2

Hi I got a small conceptual problem regarding bitoperations. See the below code where I have a 4byte unsigned int. Then I access the individual bytes by assigning the address's to unsigned chars.

I then set the value of the last byte to one. And perform a shift right on the unsigned int(the 4byte variable). I do not understand why this operation apparantly changes the content of the 3byte.

--- The tasks ---
**A.** In the post on bit operations, how many bytes does the unsigned int occupy?
**B.** Translate into Spanish this sentence from the post on bit operations: "I then set the value of the last byte to one."

--- Recorded information ---
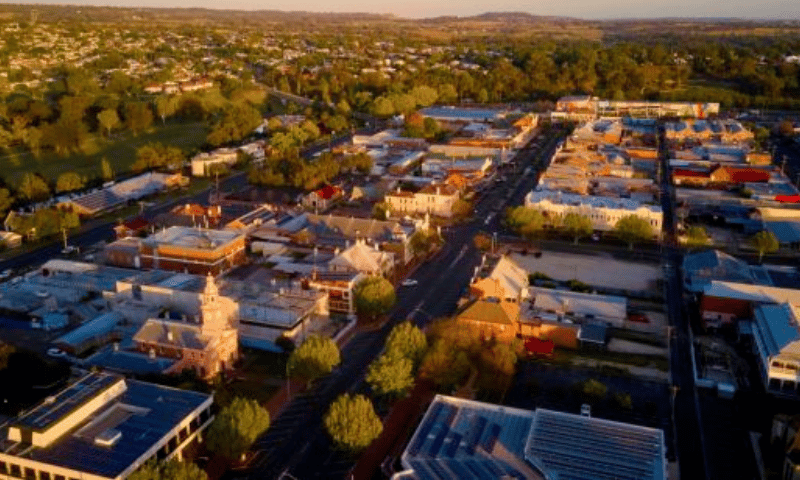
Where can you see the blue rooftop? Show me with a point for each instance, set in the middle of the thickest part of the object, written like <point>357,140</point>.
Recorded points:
<point>142,415</point>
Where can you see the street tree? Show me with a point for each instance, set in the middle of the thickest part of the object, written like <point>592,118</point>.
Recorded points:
<point>696,236</point>
<point>6,200</point>
<point>482,241</point>
<point>632,229</point>
<point>383,107</point>
<point>352,423</point>
<point>106,172</point>
<point>445,364</point>
<point>171,470</point>
<point>391,374</point>
<point>236,427</point>
<point>33,188</point>
<point>314,358</point>
<point>166,106</point>
<point>577,225</point>
<point>374,296</point>
<point>407,340</point>
<point>108,119</point>
<point>764,242</point>
<point>68,182</point>
<point>527,222</point>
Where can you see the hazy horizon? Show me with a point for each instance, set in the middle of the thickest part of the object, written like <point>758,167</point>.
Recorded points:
<point>417,9</point>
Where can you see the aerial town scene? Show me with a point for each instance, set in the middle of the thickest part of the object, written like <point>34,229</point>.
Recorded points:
<point>428,243</point>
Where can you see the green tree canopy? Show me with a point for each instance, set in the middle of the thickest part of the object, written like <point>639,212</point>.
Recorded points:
<point>138,116</point>
<point>6,200</point>
<point>764,242</point>
<point>696,236</point>
<point>238,121</point>
<point>156,155</point>
<point>236,427</point>
<point>170,470</point>
<point>106,172</point>
<point>407,340</point>
<point>108,119</point>
<point>383,107</point>
<point>33,188</point>
<point>352,423</point>
<point>166,106</point>
<point>632,229</point>
<point>68,182</point>
<point>374,296</point>
<point>391,374</point>
<point>527,222</point>
<point>445,364</point>
<point>314,358</point>
<point>577,225</point>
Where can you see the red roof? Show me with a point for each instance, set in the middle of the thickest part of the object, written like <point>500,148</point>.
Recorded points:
<point>730,306</point>
<point>327,192</point>
<point>744,175</point>
<point>137,223</point>
<point>683,172</point>
<point>539,347</point>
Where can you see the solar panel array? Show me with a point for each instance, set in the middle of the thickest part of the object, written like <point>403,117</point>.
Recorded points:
<point>165,408</point>
<point>572,447</point>
<point>461,439</point>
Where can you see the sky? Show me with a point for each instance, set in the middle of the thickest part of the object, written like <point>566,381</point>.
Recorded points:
<point>588,9</point>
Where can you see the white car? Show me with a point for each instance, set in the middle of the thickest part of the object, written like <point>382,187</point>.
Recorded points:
<point>56,352</point>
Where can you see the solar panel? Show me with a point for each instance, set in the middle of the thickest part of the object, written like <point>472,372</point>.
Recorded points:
<point>474,434</point>
<point>478,471</point>
<point>455,439</point>
<point>491,438</point>
<point>461,472</point>
<point>424,430</point>
<point>438,440</point>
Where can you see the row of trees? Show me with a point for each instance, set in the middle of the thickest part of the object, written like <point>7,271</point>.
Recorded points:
<point>294,171</point>
<point>530,223</point>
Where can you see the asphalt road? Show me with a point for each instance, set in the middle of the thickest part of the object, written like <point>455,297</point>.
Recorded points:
<point>296,443</point>
<point>691,446</point>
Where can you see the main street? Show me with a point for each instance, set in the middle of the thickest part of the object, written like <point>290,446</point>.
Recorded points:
<point>296,442</point>
<point>686,411</point>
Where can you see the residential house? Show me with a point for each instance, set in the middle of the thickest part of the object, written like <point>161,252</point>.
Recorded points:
<point>363,258</point>
<point>323,198</point>
<point>434,199</point>
<point>203,164</point>
<point>604,212</point>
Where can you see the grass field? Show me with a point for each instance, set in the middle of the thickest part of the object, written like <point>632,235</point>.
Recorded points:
<point>120,153</point>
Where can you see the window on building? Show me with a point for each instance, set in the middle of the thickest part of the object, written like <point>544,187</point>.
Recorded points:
<point>15,471</point>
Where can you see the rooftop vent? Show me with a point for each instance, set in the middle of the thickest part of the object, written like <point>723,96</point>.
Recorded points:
<point>108,438</point>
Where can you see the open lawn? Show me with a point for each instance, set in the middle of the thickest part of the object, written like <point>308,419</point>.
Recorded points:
<point>120,153</point>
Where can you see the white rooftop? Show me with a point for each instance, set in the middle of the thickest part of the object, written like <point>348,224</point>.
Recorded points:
<point>557,197</point>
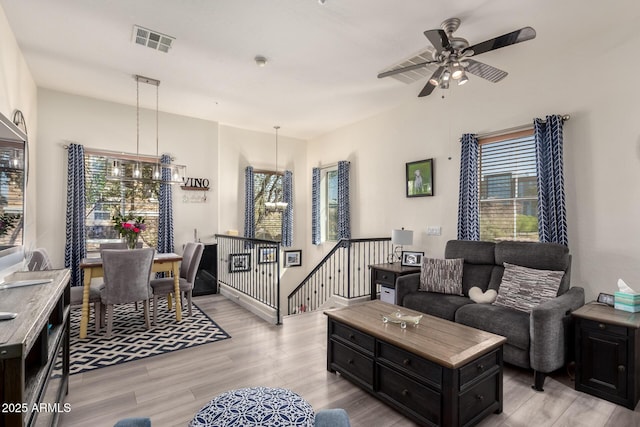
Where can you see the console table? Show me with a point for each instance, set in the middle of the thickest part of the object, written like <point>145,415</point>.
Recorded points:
<point>32,387</point>
<point>607,353</point>
<point>386,275</point>
<point>436,373</point>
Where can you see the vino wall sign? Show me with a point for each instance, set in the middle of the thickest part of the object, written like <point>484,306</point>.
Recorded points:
<point>195,184</point>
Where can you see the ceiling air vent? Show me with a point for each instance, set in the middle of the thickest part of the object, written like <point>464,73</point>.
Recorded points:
<point>152,39</point>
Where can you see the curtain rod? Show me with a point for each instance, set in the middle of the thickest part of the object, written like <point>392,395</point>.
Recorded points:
<point>565,118</point>
<point>118,154</point>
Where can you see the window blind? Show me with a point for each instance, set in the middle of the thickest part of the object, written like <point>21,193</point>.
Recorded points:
<point>508,187</point>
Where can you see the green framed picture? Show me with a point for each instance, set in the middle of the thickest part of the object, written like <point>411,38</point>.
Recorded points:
<point>419,178</point>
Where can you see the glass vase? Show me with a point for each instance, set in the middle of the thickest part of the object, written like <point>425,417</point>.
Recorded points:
<point>132,240</point>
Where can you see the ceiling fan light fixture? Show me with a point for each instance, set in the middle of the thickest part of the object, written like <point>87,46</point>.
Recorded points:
<point>456,71</point>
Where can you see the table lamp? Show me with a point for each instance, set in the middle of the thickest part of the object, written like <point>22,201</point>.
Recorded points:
<point>400,238</point>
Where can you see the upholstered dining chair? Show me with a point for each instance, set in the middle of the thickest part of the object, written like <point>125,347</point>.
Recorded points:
<point>126,279</point>
<point>188,269</point>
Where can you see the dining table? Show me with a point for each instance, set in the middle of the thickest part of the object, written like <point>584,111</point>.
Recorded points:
<point>162,262</point>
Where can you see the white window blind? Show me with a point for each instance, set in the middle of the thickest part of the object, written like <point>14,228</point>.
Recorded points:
<point>508,188</point>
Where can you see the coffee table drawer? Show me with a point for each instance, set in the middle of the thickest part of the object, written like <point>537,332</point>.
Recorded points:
<point>354,337</point>
<point>403,360</point>
<point>478,367</point>
<point>409,394</point>
<point>478,398</point>
<point>351,363</point>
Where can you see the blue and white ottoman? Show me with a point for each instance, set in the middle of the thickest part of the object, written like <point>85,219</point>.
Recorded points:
<point>255,406</point>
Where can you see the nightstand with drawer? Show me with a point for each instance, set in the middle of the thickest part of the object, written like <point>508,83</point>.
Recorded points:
<point>608,353</point>
<point>385,275</point>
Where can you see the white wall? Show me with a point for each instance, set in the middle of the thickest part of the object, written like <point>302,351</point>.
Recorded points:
<point>18,92</point>
<point>602,154</point>
<point>65,118</point>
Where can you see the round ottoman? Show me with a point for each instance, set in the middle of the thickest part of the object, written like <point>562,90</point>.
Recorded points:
<point>255,406</point>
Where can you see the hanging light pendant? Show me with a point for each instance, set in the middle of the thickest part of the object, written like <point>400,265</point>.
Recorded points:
<point>131,168</point>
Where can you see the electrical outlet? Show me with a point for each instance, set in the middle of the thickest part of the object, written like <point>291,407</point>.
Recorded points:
<point>434,230</point>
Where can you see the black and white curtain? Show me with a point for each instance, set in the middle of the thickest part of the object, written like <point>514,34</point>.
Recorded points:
<point>75,247</point>
<point>315,207</point>
<point>344,215</point>
<point>287,214</point>
<point>249,205</point>
<point>468,198</point>
<point>552,215</point>
<point>165,210</point>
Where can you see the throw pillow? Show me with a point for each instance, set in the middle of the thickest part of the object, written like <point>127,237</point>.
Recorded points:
<point>524,288</point>
<point>441,275</point>
<point>480,297</point>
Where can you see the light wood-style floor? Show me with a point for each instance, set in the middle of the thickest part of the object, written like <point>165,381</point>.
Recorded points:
<point>172,387</point>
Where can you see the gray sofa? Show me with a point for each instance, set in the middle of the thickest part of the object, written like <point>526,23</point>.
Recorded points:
<point>539,340</point>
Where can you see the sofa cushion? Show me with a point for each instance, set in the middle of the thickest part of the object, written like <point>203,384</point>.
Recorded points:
<point>435,304</point>
<point>441,275</point>
<point>538,255</point>
<point>524,288</point>
<point>511,324</point>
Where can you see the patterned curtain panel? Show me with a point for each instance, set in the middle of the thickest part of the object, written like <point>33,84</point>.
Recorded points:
<point>468,213</point>
<point>552,215</point>
<point>75,246</point>
<point>249,207</point>
<point>165,210</point>
<point>287,215</point>
<point>344,215</point>
<point>315,206</point>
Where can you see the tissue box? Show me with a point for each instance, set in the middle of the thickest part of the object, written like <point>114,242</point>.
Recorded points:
<point>627,302</point>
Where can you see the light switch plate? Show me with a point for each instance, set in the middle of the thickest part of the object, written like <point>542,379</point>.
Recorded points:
<point>434,230</point>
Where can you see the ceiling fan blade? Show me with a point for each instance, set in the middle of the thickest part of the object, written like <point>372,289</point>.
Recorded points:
<point>438,39</point>
<point>428,88</point>
<point>485,71</point>
<point>404,69</point>
<point>518,36</point>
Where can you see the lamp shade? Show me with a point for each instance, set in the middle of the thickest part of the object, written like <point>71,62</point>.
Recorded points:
<point>402,237</point>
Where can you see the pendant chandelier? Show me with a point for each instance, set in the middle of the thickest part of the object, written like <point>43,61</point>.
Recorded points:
<point>276,206</point>
<point>134,167</point>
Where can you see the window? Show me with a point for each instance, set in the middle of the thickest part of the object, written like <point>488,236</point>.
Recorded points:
<point>11,185</point>
<point>329,204</point>
<point>105,198</point>
<point>268,199</point>
<point>508,187</point>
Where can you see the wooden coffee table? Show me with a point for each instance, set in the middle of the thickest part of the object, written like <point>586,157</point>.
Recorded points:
<point>436,373</point>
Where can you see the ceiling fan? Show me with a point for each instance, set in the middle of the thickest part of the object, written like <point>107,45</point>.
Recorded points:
<point>453,56</point>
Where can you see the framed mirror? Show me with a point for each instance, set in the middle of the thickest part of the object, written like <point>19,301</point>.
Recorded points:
<point>13,173</point>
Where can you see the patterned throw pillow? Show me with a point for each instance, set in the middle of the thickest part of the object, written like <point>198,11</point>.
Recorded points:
<point>441,275</point>
<point>524,288</point>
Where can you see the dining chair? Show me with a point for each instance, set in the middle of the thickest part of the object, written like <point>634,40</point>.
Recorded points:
<point>126,274</point>
<point>40,261</point>
<point>188,269</point>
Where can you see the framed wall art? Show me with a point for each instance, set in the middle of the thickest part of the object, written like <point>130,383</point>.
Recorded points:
<point>293,258</point>
<point>419,178</point>
<point>267,254</point>
<point>239,262</point>
<point>411,259</point>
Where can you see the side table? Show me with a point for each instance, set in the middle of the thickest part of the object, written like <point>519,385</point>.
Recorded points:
<point>386,275</point>
<point>608,353</point>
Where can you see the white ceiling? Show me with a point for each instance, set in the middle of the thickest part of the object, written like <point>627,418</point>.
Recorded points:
<point>322,59</point>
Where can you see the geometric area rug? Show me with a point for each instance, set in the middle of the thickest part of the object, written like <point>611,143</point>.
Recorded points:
<point>130,340</point>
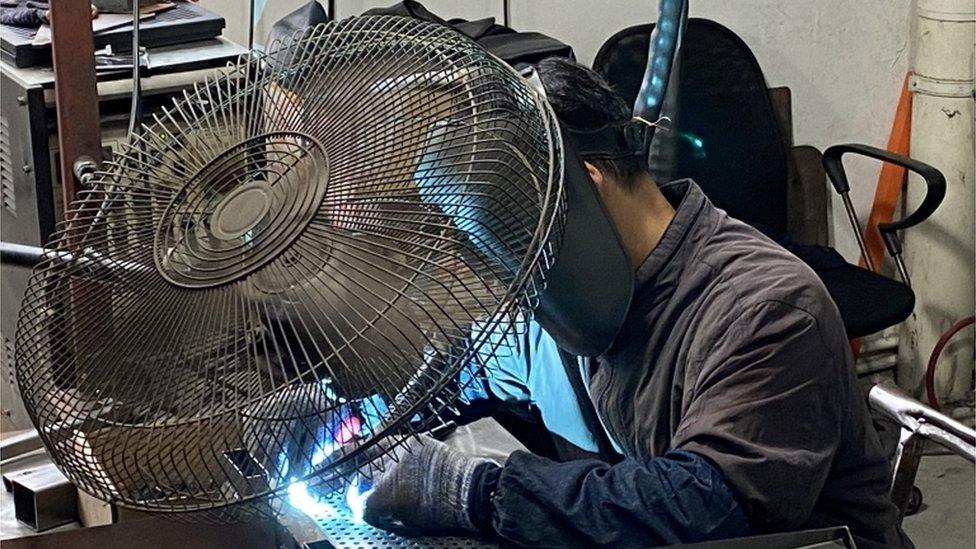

--- Results for the exercise ---
**A.** Four bytes.

**B.** Luego establezco el valor del último byte en uno.